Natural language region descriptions
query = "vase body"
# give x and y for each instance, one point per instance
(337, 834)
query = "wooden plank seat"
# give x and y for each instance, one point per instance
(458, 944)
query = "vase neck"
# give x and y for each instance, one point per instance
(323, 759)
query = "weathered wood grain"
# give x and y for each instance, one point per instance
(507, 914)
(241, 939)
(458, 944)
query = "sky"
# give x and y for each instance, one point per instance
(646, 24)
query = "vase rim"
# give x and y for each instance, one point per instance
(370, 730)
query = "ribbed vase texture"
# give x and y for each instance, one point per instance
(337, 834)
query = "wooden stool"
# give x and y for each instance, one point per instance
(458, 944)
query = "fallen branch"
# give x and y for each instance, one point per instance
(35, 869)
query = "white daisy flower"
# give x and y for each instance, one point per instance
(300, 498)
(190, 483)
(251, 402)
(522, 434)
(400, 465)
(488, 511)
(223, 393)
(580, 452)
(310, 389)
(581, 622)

Work request » Retype the entries. Every line must match exactly.

Answer to this problem »
query = "vase body"
# give x and y for each instance, one point per instance
(337, 834)
query = "wooden plank seat"
# give x and y for each instance, one point per instance
(458, 944)
query = "vase neck"
# give x and y for each instance, one point per instance
(323, 759)
query = "weathered wood grain"
# give x and y for each instance, one point per instance
(507, 914)
(241, 939)
(458, 944)
query = "sky"
# give x and y for each instance, one point per instance
(646, 24)
query = "vase rim"
# give x and y for each instance, one point per instance
(370, 730)
query = "ribbed vase texture"
# give x and y for each instance, one point per instance
(337, 834)
query = "wooden stool"
# give x and y for each instance, one point per instance
(458, 944)
query = "fallen branch"
# give x and y for each instance, one point per instance
(35, 869)
query = "white daisy flower"
# give x and y for each instance, one point per instance
(300, 498)
(190, 483)
(251, 402)
(522, 434)
(400, 465)
(488, 511)
(223, 393)
(580, 452)
(310, 389)
(581, 622)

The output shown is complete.